— Start of Entries —

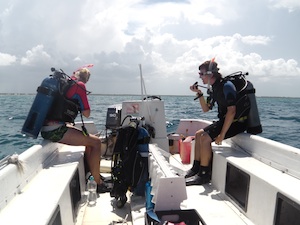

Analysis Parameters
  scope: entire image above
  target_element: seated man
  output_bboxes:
[185,60,250,185]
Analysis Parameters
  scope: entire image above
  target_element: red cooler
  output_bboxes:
[179,136,195,164]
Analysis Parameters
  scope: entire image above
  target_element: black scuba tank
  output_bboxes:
[22,75,59,138]
[246,81,262,134]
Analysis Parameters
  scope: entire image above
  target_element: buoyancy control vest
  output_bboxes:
[207,71,262,134]
[22,68,80,138]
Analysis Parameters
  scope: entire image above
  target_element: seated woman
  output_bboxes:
[41,68,109,193]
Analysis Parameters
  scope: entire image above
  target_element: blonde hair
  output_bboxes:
[74,68,91,82]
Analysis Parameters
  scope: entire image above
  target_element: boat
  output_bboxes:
[0,95,300,225]
[0,64,300,225]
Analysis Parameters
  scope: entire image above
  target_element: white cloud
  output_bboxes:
[21,45,51,66]
[0,0,300,94]
[0,52,17,66]
[269,0,300,12]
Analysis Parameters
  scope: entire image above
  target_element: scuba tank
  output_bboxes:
[21,69,59,138]
[246,81,262,134]
[137,127,150,157]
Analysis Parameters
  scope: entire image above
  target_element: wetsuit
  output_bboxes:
[41,81,90,142]
[204,79,247,140]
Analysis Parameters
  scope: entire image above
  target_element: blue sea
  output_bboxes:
[0,94,300,159]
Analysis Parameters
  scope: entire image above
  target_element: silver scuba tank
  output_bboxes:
[246,81,262,134]
[22,75,59,138]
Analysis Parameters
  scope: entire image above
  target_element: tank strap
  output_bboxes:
[232,116,248,123]
[36,86,55,96]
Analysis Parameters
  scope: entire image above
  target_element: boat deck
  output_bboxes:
[76,155,253,225]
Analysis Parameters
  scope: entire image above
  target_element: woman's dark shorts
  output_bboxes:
[204,120,247,141]
[41,125,68,142]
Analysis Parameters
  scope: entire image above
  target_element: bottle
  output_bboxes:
[145,181,154,211]
[87,176,97,206]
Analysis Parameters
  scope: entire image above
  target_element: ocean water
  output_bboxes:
[0,95,300,159]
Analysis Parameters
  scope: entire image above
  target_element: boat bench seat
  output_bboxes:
[212,142,300,225]
[0,145,85,225]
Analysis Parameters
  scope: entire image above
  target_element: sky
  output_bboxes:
[0,0,300,97]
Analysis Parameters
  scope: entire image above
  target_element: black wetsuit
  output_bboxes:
[204,79,247,140]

— End of Entries —

◆ **Instructions to follow**
Return every line of the rows above that contains the string "woman", matching case exactly.

◆ **Task response**
  target_element: seated woman
  target_element: woman's dark shorts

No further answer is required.